A sus 16 años, Steven es uno de los 450 niños que, se calcula, trabajan en las minas de oro ilegales del municipio de Ataco, población del sur del Tolima, considerada como una de las más pobres del departamento, pese a la riqueza que, dicen, está en sus suelos.
Él sabe que ir a trabajar no es lo mejor para su vida, pero su necesidad ha sido más grande que su voluntad y hasta hace por lo menos dos meses iba a rebuscar entre las entrañas de la tierra el ‘orito’, como dicen en las calles de Ataco, que les daba el sustento a él y a su familia. “Estábamos mal económicamente, nos tocó ir desde pequeños porque mi mamá, mi papá y mi padrastro nos lo pedían y ellos nos enseñaron a mí y a mi hermano mayor”.
Como la familia de Steven hay muchas en esa población que viven de la minería, un oficio de tradición en ese municipio tolimense, ubicado a unas cuatro horas de Ibagué y al que se llega por una carretera pavimentada en mal estado, que bordea al río Saldaña. Desde siempre se ha practicado y después del 2009, cuando hubo un ‘boom’ de la minería ilegal en las montañas, se disparó la asistencia de menores, según dice el alcalde de la población, José Antonio Jiménez Narváez.

*DATOS REGISTRADOS*.
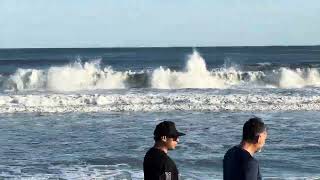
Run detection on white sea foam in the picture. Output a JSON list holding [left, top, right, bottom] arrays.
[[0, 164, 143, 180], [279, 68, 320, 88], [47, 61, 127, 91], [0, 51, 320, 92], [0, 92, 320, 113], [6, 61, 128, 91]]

---

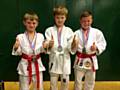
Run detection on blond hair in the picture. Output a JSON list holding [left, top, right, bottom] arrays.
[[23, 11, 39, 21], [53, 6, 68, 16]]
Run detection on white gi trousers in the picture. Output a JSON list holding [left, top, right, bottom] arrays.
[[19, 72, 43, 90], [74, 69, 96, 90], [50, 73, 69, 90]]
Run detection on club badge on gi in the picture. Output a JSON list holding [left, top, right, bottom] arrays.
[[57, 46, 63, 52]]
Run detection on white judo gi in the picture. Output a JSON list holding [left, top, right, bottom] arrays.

*TAREAS POR HACER*.
A) Según el texto sobre los niños mineros de Ataco, ¿cuántos niños se calcula que trabajan en las minas de oro ilegales del municipio?
B) Sigue escribiendo el texto sobre los niños mineros de Ataco a partir de donde termina.
No hace falta usar el material.

*RESPUESTAS*.
A) Unos 450 niños.

B)
“Llegaron familias de todo el país. De Antioquia, de Marmato, Caldas, del Chocó”, enumera Jiménez. Y esas familias empezaron a llevar a sus niños a trabajar porque no tenían dónde dejar a sus hijos, a la vez que obtenían mejores ganancias. Con esto, la población atacuna empezó a llevar con más frecuencia a sus menores a las minas, al tiempo que el costo de vida subía desproporcionadamente: “Una gaseosa que costaba 800 pasó a costar 1.500 o 2.000 pesos”, cuenta el alcalde.
Es así como hoy, pese a que ha habido un gran esfuerzo gubernamental por acabar con la ilegalidad, la tradición se mantiene e involucra a los menores de edad.
Un pueblo tranquilo
Al llegar a Ataco, todo parece normal. Las calles son pavimentadas, la Alcaldía, la iglesia y la Policía rodean el parque central. El calor sube más de 30 grados y los atacunos trabajan en sus negocios como papelerías, droguerías, hoteles o restaurantes. Pero el ambiente normal, como dicen sus pobladores, es que las calles estén solas.
“La gente se va desde temprano para las minas”, dicen a voces escondidas, al tiempo que murmuran: “Aquí los niños aprenden primero a manejar la batea, antes que hablar”.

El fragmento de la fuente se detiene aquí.